------ INPUT DATA
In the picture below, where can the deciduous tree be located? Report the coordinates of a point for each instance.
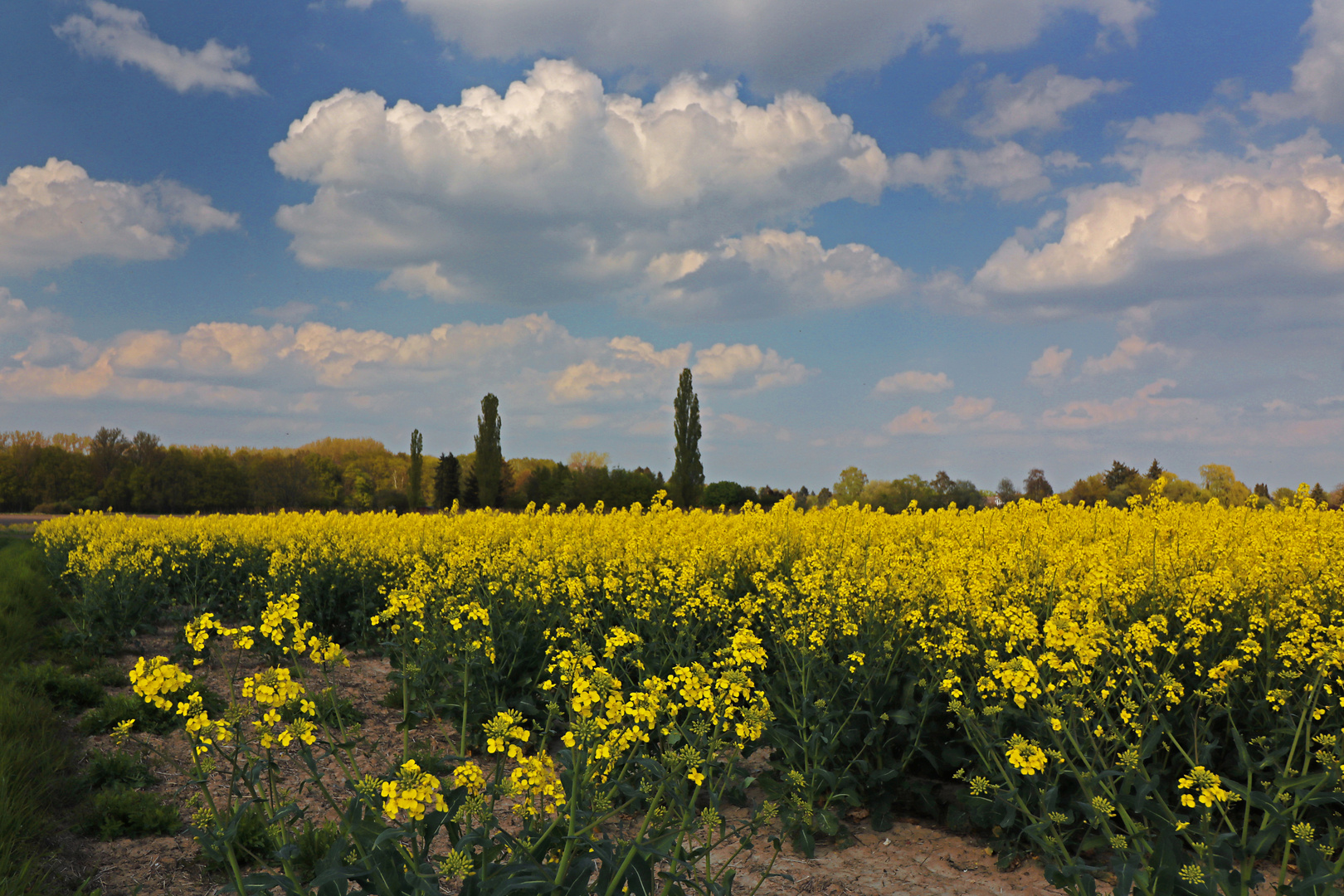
(850, 485)
(413, 480)
(1036, 486)
(448, 481)
(689, 475)
(489, 457)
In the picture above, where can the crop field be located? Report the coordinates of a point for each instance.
(1151, 698)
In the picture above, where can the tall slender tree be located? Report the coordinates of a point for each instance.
(413, 481)
(689, 475)
(448, 481)
(489, 457)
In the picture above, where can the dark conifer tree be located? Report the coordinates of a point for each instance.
(448, 481)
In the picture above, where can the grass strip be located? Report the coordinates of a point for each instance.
(34, 750)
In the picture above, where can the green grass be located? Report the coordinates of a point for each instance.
(34, 742)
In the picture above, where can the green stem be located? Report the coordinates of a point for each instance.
(629, 856)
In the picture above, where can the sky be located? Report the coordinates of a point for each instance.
(908, 236)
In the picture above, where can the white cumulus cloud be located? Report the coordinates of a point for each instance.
(56, 214)
(123, 35)
(778, 43)
(1317, 89)
(1050, 366)
(769, 271)
(558, 190)
(912, 382)
(1191, 223)
(746, 367)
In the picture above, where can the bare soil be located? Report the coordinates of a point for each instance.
(912, 857)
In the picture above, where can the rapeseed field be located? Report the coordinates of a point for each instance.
(1152, 696)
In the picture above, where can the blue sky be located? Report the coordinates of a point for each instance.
(976, 236)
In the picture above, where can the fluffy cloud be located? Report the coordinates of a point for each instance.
(1127, 351)
(746, 367)
(1319, 75)
(912, 382)
(1007, 168)
(593, 192)
(776, 42)
(56, 214)
(1036, 102)
(1190, 223)
(769, 271)
(124, 37)
(312, 370)
(1050, 366)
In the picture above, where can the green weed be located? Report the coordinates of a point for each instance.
(129, 813)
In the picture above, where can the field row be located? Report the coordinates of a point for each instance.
(1151, 694)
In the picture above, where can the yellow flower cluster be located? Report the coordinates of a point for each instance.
(503, 728)
(1205, 786)
(413, 793)
(472, 777)
(197, 635)
(1025, 755)
(156, 677)
(283, 613)
(272, 688)
(535, 786)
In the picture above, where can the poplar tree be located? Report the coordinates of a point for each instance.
(448, 481)
(689, 475)
(413, 484)
(489, 457)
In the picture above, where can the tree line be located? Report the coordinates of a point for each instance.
(139, 475)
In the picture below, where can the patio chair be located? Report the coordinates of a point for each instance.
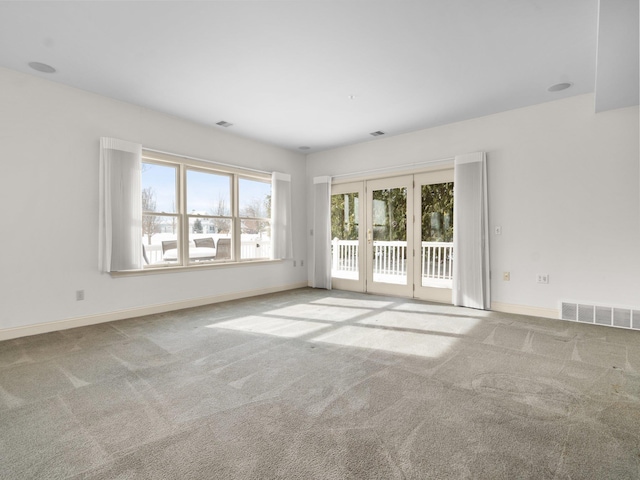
(223, 249)
(204, 242)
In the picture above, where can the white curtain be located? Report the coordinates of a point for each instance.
(471, 284)
(120, 216)
(281, 238)
(322, 232)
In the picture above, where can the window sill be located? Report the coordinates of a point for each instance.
(194, 267)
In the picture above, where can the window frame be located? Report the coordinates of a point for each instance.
(183, 165)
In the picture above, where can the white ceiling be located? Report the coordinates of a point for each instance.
(282, 71)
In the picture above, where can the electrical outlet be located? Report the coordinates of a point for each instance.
(543, 278)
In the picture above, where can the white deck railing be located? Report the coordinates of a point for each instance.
(390, 259)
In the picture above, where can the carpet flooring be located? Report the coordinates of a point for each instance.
(315, 384)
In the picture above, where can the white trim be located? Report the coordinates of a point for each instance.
(398, 168)
(285, 177)
(525, 310)
(16, 332)
(469, 158)
(209, 162)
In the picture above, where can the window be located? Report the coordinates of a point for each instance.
(194, 213)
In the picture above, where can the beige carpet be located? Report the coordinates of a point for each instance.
(330, 385)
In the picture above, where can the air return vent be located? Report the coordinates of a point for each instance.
(601, 315)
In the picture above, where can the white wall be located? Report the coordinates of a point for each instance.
(564, 186)
(49, 149)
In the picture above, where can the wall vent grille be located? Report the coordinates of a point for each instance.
(601, 315)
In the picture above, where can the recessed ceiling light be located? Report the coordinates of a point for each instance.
(42, 67)
(558, 87)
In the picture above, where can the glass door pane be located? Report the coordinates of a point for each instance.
(345, 222)
(437, 235)
(434, 257)
(389, 224)
(390, 236)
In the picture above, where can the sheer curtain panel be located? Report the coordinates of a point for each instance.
(120, 215)
(281, 237)
(322, 232)
(471, 284)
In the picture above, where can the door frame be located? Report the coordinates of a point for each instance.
(364, 188)
(344, 283)
(383, 288)
(433, 294)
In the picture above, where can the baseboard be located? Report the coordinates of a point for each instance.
(525, 310)
(16, 332)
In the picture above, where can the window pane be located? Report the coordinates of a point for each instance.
(208, 193)
(255, 198)
(204, 238)
(437, 235)
(159, 188)
(389, 218)
(344, 235)
(255, 238)
(159, 239)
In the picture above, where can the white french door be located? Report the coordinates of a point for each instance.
(433, 235)
(347, 240)
(393, 236)
(389, 232)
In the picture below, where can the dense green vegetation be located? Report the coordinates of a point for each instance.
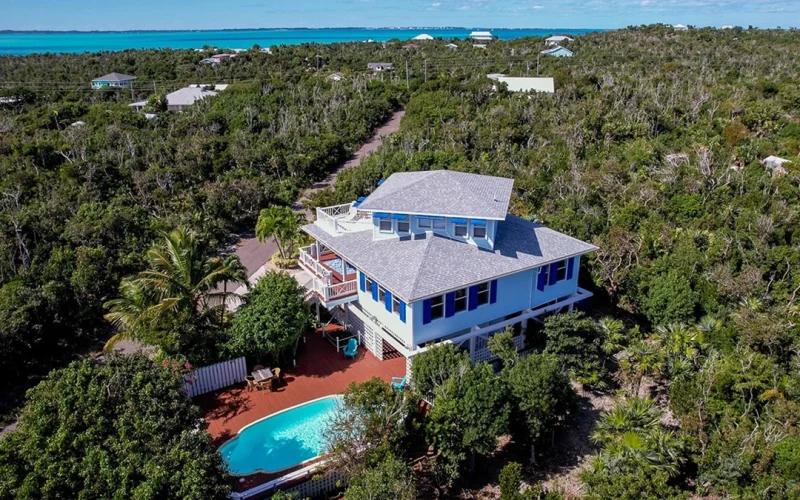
(694, 324)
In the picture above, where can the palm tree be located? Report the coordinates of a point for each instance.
(281, 223)
(180, 278)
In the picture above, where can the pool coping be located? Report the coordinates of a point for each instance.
(304, 463)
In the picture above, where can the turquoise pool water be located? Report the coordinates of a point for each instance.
(282, 440)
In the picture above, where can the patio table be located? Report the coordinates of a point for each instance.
(262, 375)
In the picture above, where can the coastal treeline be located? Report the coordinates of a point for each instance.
(680, 379)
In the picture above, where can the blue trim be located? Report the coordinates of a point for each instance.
(449, 304)
(542, 280)
(426, 311)
(553, 274)
(473, 298)
(387, 300)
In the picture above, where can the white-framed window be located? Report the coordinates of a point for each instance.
(437, 307)
(561, 274)
(461, 300)
(395, 305)
(483, 294)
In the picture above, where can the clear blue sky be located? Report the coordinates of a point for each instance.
(210, 14)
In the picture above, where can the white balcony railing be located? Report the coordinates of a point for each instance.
(344, 219)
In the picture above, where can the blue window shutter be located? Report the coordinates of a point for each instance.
(540, 283)
(426, 311)
(449, 304)
(473, 297)
(553, 273)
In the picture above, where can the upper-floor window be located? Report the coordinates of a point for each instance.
(437, 307)
(561, 273)
(483, 294)
(461, 300)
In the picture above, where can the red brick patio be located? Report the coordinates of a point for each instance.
(320, 371)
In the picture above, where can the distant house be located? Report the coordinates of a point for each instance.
(481, 35)
(558, 51)
(379, 67)
(526, 84)
(557, 39)
(218, 58)
(113, 80)
(180, 99)
(775, 164)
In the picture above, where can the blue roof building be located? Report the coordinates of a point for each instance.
(434, 257)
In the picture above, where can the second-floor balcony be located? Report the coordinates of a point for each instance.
(345, 218)
(334, 281)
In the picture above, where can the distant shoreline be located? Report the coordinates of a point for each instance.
(216, 30)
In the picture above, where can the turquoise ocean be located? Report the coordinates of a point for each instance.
(21, 43)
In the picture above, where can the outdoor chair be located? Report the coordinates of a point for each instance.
(352, 349)
(399, 383)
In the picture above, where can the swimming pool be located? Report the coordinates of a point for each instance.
(336, 265)
(282, 440)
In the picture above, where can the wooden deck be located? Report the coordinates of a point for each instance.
(320, 371)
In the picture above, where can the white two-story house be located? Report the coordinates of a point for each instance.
(434, 257)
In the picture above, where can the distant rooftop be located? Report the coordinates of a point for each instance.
(114, 77)
(443, 192)
(422, 266)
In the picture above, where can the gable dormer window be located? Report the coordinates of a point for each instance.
(460, 227)
(478, 229)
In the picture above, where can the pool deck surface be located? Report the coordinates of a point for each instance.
(320, 371)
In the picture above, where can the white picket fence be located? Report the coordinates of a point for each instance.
(217, 376)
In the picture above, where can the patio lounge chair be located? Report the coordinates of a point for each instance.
(351, 349)
(399, 383)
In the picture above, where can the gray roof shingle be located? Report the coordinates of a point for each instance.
(426, 265)
(114, 77)
(443, 192)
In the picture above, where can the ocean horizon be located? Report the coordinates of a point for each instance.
(76, 42)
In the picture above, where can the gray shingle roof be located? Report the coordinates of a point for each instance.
(443, 192)
(114, 77)
(426, 265)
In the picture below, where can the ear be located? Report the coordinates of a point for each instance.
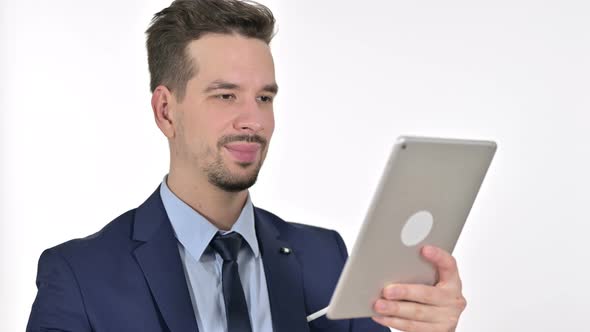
(162, 105)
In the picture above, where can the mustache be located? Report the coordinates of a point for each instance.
(242, 138)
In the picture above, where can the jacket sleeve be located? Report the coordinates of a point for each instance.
(359, 324)
(59, 305)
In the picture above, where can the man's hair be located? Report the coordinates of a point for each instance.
(173, 28)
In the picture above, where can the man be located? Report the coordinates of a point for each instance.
(197, 255)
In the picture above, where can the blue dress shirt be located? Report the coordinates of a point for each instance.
(202, 266)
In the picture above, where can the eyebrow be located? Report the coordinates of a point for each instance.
(224, 85)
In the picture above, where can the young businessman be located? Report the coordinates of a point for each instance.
(197, 255)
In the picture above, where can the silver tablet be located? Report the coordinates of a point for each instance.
(424, 196)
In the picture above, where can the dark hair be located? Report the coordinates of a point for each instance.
(173, 28)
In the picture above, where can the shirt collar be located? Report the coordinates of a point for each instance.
(195, 232)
------------
Copy out exactly the lines running from the line with "In the picture above, where can the dark hair" to the end of the records, inclusive.

#### RESULT OF THIS TASK:
In the picture above, where can the dark hair be located? Report the coordinates of a point for each instance.
(173, 28)
In the picture above, where can the shirt collar be located? Report the coordinates of a point for each instance.
(195, 232)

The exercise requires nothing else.